+++ DATA FOR PROCESSING +++

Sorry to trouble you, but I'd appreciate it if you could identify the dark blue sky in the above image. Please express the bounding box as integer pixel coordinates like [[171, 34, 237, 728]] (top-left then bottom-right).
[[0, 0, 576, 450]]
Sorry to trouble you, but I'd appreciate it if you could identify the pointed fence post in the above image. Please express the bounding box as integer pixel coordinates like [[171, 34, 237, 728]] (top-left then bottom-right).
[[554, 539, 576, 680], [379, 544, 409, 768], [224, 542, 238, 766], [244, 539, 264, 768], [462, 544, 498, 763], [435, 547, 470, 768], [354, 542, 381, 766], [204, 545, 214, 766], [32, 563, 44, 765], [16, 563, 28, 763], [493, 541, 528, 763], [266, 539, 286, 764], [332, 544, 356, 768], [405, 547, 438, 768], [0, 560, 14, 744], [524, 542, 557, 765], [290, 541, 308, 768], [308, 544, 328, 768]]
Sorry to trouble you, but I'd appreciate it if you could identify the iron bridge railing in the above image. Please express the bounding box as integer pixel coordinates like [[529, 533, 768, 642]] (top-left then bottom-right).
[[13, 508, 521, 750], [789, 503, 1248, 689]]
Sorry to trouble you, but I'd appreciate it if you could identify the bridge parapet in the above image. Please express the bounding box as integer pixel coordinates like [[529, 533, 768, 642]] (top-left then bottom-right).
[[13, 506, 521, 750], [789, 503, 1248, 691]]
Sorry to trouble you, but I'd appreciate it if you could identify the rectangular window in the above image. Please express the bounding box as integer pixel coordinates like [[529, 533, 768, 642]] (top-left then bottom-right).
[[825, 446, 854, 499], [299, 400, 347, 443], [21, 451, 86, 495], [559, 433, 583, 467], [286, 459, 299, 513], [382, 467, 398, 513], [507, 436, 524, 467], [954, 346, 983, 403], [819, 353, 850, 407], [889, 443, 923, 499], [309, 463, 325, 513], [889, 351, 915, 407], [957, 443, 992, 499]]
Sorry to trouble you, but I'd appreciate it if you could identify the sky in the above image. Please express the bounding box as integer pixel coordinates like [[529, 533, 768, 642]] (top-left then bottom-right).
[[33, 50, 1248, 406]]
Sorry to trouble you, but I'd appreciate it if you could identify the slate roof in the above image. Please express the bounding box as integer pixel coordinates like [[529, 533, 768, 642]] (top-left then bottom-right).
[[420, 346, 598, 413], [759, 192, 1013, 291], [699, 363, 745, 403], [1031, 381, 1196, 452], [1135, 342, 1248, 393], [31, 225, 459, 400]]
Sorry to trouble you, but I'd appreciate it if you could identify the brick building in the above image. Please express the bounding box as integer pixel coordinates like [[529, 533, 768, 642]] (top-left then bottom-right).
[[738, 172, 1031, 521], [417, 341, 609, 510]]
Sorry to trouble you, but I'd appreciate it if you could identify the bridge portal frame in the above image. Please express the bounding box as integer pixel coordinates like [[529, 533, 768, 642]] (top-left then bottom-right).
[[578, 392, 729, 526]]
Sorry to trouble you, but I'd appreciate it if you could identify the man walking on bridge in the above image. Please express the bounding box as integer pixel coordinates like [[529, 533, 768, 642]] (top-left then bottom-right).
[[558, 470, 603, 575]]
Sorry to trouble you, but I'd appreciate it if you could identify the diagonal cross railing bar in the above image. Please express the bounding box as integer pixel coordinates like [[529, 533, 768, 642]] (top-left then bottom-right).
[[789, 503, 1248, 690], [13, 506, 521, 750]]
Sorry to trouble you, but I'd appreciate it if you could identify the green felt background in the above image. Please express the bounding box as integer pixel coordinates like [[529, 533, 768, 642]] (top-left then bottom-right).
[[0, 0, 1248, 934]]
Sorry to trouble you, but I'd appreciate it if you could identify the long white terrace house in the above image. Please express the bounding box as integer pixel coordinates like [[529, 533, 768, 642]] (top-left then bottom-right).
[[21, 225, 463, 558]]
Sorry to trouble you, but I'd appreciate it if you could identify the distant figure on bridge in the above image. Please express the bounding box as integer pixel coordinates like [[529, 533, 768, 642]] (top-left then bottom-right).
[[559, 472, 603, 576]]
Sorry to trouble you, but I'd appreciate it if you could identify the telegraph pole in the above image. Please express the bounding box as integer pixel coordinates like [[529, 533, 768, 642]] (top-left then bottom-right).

+++

Please quote every record above exactly as it appears.

TASK SOLUTION.
Sorry to trouble you, but I'd appreciate it if you could identify the dark blue sky in the above image. Please express the bounding box as integer pixel coordinates like [[171, 34, 237, 728]] (top-left then bottom-right).
[[0, 0, 576, 450]]
Sorry to trouble you, but I'd appreciate it if you could identify the pointed fence post in the above image. Please express the bounding box as integer pixel coordinates like [[171, 34, 237, 728]] (top-left then bottom-right).
[[554, 539, 576, 680], [379, 544, 409, 768], [224, 542, 238, 766], [244, 539, 264, 768], [462, 544, 498, 763], [435, 547, 470, 768], [354, 542, 381, 766], [204, 545, 214, 766], [32, 563, 44, 765], [16, 563, 28, 763], [493, 541, 528, 763], [266, 539, 286, 764], [332, 544, 356, 768], [405, 547, 438, 768], [0, 560, 14, 744], [524, 542, 557, 765], [290, 541, 308, 768], [308, 544, 328, 768]]
Sorry to trouble you, but I'd appreciate it if you could identify the iron bridge railing in the above image. Please express the bounding box as integer pixel coordinates like [[529, 533, 768, 642]] (top-left then bottom-right).
[[13, 508, 521, 750], [789, 503, 1248, 689]]
Sorry to trouble you, but I'd appreciate it if you could identify the bridge parapet in the above image. Please express the bounding box as integer pixel coordinates like [[529, 533, 768, 642]] (top-left then bottom-right).
[[13, 506, 521, 750], [789, 503, 1248, 691]]
Sorry to trouble you, but I'd appreciate it if you could identify the rectangular window in the above image. Please express the bounding box as integer pixel coordinates like [[529, 533, 768, 642]] (top-left then bottom-right).
[[825, 446, 854, 499], [299, 400, 347, 443], [21, 451, 86, 495], [559, 433, 583, 467], [286, 459, 299, 513], [382, 467, 398, 513], [507, 436, 524, 467], [954, 346, 983, 403], [819, 353, 850, 407], [889, 443, 923, 499], [309, 463, 325, 513], [889, 351, 915, 407], [957, 443, 992, 499]]
Sorry to trouble you, but I'd appreciate it if you could identify the sky in the above image. Please express the bounding box as integer pixel coordinates like [[529, 533, 768, 642]] (top-left then bottom-right).
[[33, 50, 1248, 406]]
Sorry to trouble you, but I'd appreciate it if you could identify the slate roof in the above image. Please express the bounding box as integer pixel coordinates like [[529, 533, 768, 642]] (top-left then bottom-right).
[[420, 346, 598, 413], [759, 192, 1013, 291], [699, 363, 745, 403], [1031, 381, 1196, 452], [1135, 342, 1248, 393], [31, 225, 459, 400]]
Sorry to trouble you, but I'd appreciate it if you could identify the brick building in the above image. Please express the bounding box as integer pixel coordinates like [[529, 533, 768, 642]] (top-left then bottom-right).
[[738, 172, 1031, 521], [417, 341, 609, 510]]
Sorry to trouble you, but I'd appreciate it if you could identify the bridge portal frame in the above image. Please express the bounding box as integer pixel coordinates like [[529, 533, 768, 642]] (top-left then bottom-right).
[[578, 392, 729, 526]]
Sorry to trouble you, but I'd appreciate it if you could identify the man walking on bridge in the above image. Please express the bounding box as integer pixel coordinates like [[529, 533, 768, 642]] (top-left then bottom-right).
[[558, 470, 603, 575]]
Sorry to trouble you, but I'd appreciate it if you could identify the diagonal cross railing bar in the above image. Please express the bounding box as integer pixel coordinates like [[529, 533, 768, 642]] (top-left then bottom-right).
[[789, 503, 1248, 690], [13, 506, 521, 750]]
Sorry to trouble you, but I'd appreciate it if you could identify the green felt background in the above image. Please express the bounding box as integer pixel coordinates like [[529, 533, 768, 642]] (top-left then bottom-right).
[[0, 0, 1248, 934]]
Sorry to trouble you, but I'd appreciate it if you could identify the long white terrace house in the above image. Please express the bounding box as integer pixel coordinates like [[529, 533, 768, 642]] (top-left then bottom-right).
[[21, 225, 463, 558]]
Sorry to trouble you, but I'd appreciate it if you could identify the distant figure on bridge in the above image. Please express the bounding box as integer pixel coordinates like [[529, 533, 768, 642]] (top-left then bottom-right).
[[559, 472, 603, 576]]
Sorry to trouble you, but I'd appreciate it if you could identify the telegraph pole in the above image. Please express the bounding box as integer pixel coordinates like [[529, 533, 768, 642]] (top-left then bottom-right).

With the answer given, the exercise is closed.